Transcribe the records that follow, preserving every word.
-- start of Given information --
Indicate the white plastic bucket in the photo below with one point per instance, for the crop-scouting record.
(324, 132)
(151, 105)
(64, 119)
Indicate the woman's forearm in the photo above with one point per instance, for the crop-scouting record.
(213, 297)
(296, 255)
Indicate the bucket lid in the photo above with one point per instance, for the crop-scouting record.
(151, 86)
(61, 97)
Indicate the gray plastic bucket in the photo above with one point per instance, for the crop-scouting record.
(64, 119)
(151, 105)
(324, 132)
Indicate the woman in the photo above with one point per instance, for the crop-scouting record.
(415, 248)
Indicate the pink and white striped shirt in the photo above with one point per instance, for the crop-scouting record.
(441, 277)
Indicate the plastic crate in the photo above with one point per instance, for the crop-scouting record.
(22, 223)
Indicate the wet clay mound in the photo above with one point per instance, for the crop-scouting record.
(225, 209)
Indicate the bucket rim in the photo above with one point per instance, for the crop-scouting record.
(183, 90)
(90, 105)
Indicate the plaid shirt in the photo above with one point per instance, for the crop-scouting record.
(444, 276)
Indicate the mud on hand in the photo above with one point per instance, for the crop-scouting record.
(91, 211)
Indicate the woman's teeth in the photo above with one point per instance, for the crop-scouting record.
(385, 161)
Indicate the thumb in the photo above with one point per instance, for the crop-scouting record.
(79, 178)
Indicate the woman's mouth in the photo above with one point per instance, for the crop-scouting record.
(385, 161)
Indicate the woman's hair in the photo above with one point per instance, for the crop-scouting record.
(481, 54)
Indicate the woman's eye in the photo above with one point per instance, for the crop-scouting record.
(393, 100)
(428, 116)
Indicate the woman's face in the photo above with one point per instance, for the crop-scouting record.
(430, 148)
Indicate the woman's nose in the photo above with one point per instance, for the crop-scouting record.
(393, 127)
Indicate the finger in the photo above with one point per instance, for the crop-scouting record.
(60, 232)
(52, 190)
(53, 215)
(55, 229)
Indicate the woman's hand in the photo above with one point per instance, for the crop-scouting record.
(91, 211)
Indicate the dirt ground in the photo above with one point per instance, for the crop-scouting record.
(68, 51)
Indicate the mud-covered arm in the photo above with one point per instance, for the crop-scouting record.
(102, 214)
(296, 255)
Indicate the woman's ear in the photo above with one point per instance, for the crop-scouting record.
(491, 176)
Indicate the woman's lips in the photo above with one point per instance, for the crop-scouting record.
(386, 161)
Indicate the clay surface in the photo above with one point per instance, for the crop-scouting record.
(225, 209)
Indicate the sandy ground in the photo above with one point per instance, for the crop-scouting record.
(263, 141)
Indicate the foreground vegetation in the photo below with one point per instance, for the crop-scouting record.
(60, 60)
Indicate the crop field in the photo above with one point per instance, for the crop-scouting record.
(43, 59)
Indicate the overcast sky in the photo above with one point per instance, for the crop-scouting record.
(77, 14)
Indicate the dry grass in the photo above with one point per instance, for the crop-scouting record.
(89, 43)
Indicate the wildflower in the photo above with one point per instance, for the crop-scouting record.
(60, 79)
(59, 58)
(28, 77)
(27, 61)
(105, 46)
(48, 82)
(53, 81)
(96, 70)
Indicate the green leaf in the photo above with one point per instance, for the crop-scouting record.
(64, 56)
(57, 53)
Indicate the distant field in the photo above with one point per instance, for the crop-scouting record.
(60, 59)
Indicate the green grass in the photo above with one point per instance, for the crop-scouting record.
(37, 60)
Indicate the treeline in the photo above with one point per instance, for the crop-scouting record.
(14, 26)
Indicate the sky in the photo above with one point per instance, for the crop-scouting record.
-- end of Given information --
▶ [Exercise solution]
Indicate the white plastic bucket in the photo below with one point per instance, for the crop-scouting record.
(324, 132)
(151, 105)
(64, 119)
Indicate the woman's forearm in the photo above with one point per instance, for the crop-scouting record.
(213, 297)
(296, 255)
Indicate the bucket lid in the photo above with one point per instance, for the crop-scouting record.
(151, 86)
(61, 97)
Indicate the gray plastic bucket in the photo above with one point per instance, for the crop-scouting record.
(64, 119)
(151, 105)
(324, 132)
Indicate the woman in the photo above with one point per instance, for the crop-scouting record.
(415, 248)
Indicate the pink and white striped shirt in the photo above with one point per instance, for the crop-scouting record.
(441, 277)
Indicate the plastic crate in the photo above with one point per instance, for the crop-scouting record.
(22, 223)
Indicate the wet clay mound in the photo above with one point per instance, for the crop-scouting record.
(225, 209)
Indicate the bucket rim in the photo above with one point per instance, for the crop-scouting record.
(183, 90)
(90, 105)
Indicate the plaid shirt in the photo above with one point per instance, for the crop-scouting record.
(444, 276)
Indicate the mud on hand in the photo above with one point per instance, for the crop-scouting record.
(91, 211)
Indicate the woman's teeth in the photo above with one point per instance, for the crop-scouting record.
(385, 161)
Indicate the thumb in the photo above with one point per instance, for the crop-scouting record.
(79, 178)
Indicate the woman's mouth in the photo above with one point per instance, for the crop-scouting record.
(385, 161)
Indicate the woman's hair in the photo above with one point per instance, for the crop-scouting record.
(481, 54)
Indicate the woman's eye in the photo above with one point per instance, for the crop-scouting record.
(393, 100)
(428, 116)
Indicate the woman's face in the photo above with one point per instance, for the crop-scouting record.
(430, 148)
Indicate the woman's nose in the photo above with one point per instance, for the crop-scouting record.
(393, 127)
Indicate the finger in the photo above with one point per instance, for the crop-scouting record.
(60, 232)
(52, 190)
(53, 215)
(55, 229)
Indicate the woman's hand in the photo above with one point per instance, for the crop-scouting record.
(91, 211)
Indicate the dirt ground in the photo above with one point per instance, for the crop-scouting record.
(68, 51)
Indicate the mud-covered arm in the photo above with one point per instance, for the crop-scouting record.
(102, 214)
(296, 255)
Indicate the woman's ear in the photo above with one point per instance, for the crop-scouting record.
(491, 176)
Indicate the woman's lips in the photo above with one point per instance, for the crop-scouting record.
(386, 161)
Indicate the clay surface in the photo above with one point per instance, for the crop-scouting record.
(225, 209)
Indicate the sandy ground in the photo above with one point per instance, for the crop-scouting record.
(263, 141)
Indicate the foreground vegetation in the photo below with one point per instance, for the crop-scouting record.
(60, 60)
Indicate the crop field in the photo above with one point per instance, for the crop-scouting record.
(43, 59)
Indicate the overcast sky in the photo above with one point per instance, for the crop-scouting record.
(77, 14)
Indicate the dry grass in the photo above with one point per instance, for the crop-scouting record.
(89, 43)
Indicate the wildflower in the photo above with one point per instance, for the crop-scouting record.
(60, 79)
(59, 58)
(28, 77)
(27, 61)
(105, 46)
(48, 82)
(53, 81)
(96, 70)
Indicate the green leaf in the photo above with one point per instance, for the crop-scouting record.
(64, 56)
(57, 53)
Indicate the distant field in the photo above with one point per instance, for the crop-scouting record.
(60, 59)
Indicate the green grass in the photo above with one point per instance, for the crop-scouting record.
(37, 60)
Indicate the treeline in the photo above with one point per instance, for the crop-scouting record.
(14, 26)
Indicate the sky in the photo above with one point per instance, for the crop-scouting record.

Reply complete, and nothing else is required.